*WORK INSTRUCTIONS*:
• A. List every displayed equation in the integral thread, giving each one as its LaTeX source.
• B. Repeat word for word the stretch of the integral thread from "I would like" through "fact analytically tractable.".

I would like to integrate $$ \int d^3 \vec{k} \int d^3 \vec{q} \frac{1}{q^2} $$ under the condition that $$ |\vec{k}| \leq A\ \ \ \text{and}\ \ \ |\vec{k} + \vec{q}| \leq A$$ where $A$ is some constant.
Is this executable? I have no idea how to handle (angle term of) the second condition.
On
The integral wrt $\mathbf k$ is the volume of the intersection of two balls centered at the origin and at $-\mathbf q$. The formula for the volume of a solid of revolution gives $$V = 2 \pi \int_{q/2}^A (A^2 - x^2) dx \, [q < 2 A] = \frac \pi {12} (q + 4 A) (q - 2 A)^2 \, [q < 2 A].$$ Then the original integral is $$2 \pi \int_0^{2 A} \int_0^\pi V \sin \theta \, d\theta dq = 4 \pi^2 A^4.$$
This integral is in fact analytically tractable.

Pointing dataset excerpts
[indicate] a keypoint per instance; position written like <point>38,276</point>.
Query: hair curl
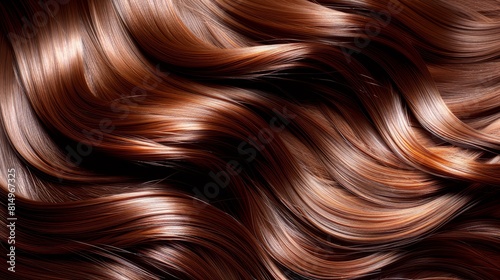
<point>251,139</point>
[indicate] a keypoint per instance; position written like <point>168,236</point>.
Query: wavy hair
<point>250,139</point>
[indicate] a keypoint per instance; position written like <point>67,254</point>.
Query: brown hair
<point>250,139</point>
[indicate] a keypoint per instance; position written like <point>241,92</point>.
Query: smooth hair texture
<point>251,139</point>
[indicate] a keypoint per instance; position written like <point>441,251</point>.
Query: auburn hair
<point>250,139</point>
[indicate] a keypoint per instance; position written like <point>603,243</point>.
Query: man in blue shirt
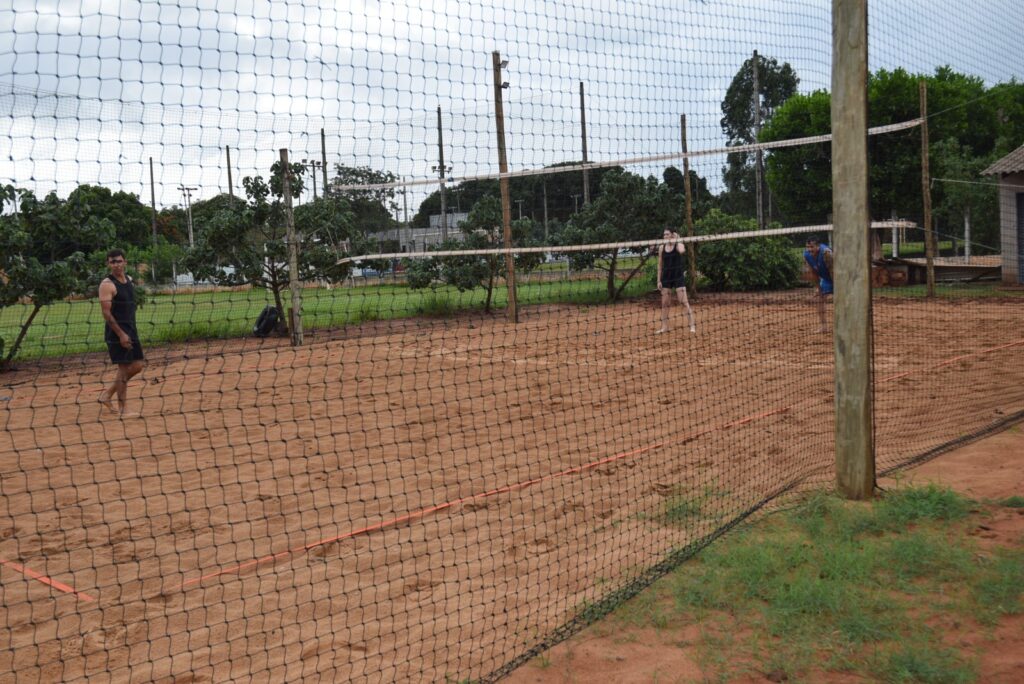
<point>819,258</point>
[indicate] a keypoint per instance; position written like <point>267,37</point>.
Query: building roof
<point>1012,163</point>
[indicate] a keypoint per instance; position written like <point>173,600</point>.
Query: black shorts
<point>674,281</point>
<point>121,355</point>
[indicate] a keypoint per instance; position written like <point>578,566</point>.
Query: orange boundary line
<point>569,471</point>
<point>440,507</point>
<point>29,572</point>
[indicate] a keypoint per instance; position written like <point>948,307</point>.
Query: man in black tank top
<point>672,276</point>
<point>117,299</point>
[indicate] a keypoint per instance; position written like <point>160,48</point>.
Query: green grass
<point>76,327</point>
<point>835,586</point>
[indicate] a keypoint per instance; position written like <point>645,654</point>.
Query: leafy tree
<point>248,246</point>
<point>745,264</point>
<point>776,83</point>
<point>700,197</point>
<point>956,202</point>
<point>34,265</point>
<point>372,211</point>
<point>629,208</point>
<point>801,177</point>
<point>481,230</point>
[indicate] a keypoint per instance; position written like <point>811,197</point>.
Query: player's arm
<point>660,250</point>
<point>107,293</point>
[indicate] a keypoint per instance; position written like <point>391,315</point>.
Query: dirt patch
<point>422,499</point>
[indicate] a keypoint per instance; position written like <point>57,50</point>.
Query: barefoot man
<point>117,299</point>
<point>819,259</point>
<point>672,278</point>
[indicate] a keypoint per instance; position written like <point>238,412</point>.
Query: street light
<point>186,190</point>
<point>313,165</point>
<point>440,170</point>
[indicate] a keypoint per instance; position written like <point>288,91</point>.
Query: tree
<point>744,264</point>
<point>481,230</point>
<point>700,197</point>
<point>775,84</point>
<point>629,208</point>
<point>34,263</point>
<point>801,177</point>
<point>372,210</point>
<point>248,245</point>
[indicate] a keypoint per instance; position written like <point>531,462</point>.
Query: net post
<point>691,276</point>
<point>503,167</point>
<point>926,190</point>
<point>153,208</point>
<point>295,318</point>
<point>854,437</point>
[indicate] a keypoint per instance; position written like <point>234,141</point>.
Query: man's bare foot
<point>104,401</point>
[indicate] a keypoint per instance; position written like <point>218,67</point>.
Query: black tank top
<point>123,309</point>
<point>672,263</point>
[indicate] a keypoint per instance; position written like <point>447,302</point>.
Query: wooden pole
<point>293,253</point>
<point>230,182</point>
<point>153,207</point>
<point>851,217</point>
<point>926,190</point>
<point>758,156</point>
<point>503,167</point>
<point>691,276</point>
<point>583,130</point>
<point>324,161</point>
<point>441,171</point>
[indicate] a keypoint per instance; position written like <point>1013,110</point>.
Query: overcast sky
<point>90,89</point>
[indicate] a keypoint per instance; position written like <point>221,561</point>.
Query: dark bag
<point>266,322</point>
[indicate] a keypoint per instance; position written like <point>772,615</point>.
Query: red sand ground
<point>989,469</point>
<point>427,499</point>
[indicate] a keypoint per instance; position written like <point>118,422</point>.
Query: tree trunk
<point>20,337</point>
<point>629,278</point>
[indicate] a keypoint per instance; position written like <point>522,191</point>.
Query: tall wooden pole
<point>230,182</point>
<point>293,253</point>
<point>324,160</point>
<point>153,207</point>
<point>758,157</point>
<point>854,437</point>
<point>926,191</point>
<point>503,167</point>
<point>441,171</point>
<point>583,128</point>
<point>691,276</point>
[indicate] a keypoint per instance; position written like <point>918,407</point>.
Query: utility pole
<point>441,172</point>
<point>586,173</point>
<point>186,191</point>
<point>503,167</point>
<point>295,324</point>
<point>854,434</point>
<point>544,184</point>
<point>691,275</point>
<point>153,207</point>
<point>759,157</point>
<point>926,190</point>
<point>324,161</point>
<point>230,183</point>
--
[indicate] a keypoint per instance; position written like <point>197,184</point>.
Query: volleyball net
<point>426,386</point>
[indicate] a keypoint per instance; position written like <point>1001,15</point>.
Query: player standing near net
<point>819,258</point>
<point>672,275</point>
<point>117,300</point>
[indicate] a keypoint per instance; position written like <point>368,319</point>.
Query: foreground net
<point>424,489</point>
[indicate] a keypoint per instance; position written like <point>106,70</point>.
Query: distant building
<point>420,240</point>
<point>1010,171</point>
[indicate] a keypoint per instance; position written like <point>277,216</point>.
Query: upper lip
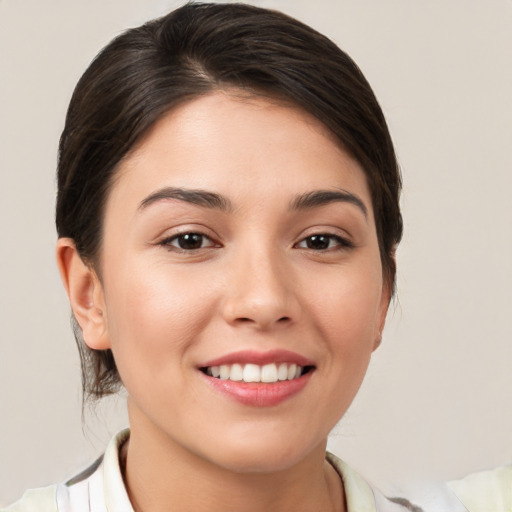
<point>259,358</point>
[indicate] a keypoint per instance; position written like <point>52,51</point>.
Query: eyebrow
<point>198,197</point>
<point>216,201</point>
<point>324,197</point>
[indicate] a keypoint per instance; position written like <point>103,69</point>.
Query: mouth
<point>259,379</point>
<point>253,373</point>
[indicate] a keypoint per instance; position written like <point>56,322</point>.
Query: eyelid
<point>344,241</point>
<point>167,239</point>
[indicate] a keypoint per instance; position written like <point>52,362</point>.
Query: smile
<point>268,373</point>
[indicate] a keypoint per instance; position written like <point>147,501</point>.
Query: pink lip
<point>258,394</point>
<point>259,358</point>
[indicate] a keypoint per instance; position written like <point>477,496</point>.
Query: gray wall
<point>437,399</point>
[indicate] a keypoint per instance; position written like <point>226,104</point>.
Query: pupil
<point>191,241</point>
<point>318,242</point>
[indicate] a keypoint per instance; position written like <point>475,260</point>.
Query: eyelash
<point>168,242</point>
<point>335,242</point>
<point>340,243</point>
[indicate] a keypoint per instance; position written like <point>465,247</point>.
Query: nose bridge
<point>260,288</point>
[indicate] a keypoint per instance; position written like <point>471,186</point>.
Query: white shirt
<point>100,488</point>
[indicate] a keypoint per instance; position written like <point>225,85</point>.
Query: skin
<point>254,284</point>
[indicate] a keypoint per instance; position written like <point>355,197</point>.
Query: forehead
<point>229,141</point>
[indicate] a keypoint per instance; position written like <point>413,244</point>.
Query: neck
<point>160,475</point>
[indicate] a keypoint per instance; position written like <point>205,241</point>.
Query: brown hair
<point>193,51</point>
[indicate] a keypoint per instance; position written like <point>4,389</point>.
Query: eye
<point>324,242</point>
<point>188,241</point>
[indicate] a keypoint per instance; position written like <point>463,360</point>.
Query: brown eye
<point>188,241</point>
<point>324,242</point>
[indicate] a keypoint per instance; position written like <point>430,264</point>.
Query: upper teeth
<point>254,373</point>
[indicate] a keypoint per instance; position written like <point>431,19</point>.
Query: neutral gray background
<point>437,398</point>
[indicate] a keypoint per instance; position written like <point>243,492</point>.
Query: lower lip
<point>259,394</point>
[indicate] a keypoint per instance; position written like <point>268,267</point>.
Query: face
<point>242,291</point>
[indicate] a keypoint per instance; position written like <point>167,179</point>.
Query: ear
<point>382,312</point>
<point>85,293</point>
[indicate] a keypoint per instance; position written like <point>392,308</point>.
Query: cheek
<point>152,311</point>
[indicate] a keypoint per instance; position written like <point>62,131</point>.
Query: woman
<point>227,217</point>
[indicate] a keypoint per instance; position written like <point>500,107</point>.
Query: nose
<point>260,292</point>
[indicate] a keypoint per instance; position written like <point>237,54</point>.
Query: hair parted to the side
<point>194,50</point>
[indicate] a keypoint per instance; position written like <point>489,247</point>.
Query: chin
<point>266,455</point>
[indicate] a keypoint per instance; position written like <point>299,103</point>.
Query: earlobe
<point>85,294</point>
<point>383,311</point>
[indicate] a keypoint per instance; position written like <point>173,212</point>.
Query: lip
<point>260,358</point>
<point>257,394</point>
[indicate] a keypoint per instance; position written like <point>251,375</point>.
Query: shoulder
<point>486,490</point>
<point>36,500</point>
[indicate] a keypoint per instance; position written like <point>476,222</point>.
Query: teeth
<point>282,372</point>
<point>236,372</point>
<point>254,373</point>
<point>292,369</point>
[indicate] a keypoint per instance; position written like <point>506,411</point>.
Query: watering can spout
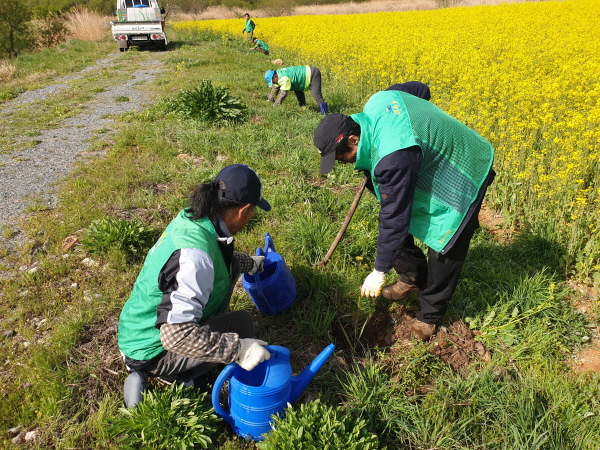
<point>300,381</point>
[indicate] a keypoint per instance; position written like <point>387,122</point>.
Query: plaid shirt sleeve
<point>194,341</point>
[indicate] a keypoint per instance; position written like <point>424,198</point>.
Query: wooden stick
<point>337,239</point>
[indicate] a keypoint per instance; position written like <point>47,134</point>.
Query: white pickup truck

*ANSWERS TO EACH TASK*:
• A.
\int d^3 \vec{k} \int d^3 \vec{q} \frac{1}{q^2}
|\vec{k}| \leq A\ \ \ \text{and}\ \ \ |\vec{k} + \vec{q}| \leq A
V = 2 \pi \int_{q/2}^A (A^2 - x^2) dx \, [q < 2 A] = \frac \pi {12} (q + 4 A) (q - 2 A)^2 \, [q < 2 A].
2 \pi \int_0^{2 A} \int_0^\pi V \sin \theta \, d\theta dq = 4 \pi^2 A^4.

• B.
I would like to integrate $$ \int d^3 \vec{k} \int d^3 \vec{q} \frac{1}{q^2} $$ under the condition that $$ |\vec{k}| \leq A\ \ \ \text{and}\ \ \ |\vec{k} + \vec{q}| \leq A$$ where $A$ is some constant.
Is this executable? I have no idea how to handle (angle term of) the second condition.
On
The integral wrt $\mathbf k$ is the volume of the intersection of two balls centered at the origin and at $-\mathbf q$. The formula for the volume of a solid of revolution gives $$V = 2 \pi \int_{q/2}^A (A^2 - x^2) dx \, [q < 2 A] = \frac \pi {12} (q + 4 A) (q - 2 A)^2 \, [q < 2 A].$$ Then the original integral is $$2 \pi \int_0^{2 A} \int_0^\pi V \sin \theta \, d\theta dq = 4 \pi^2 A^4.$$
This integral is in fact analytically tractable.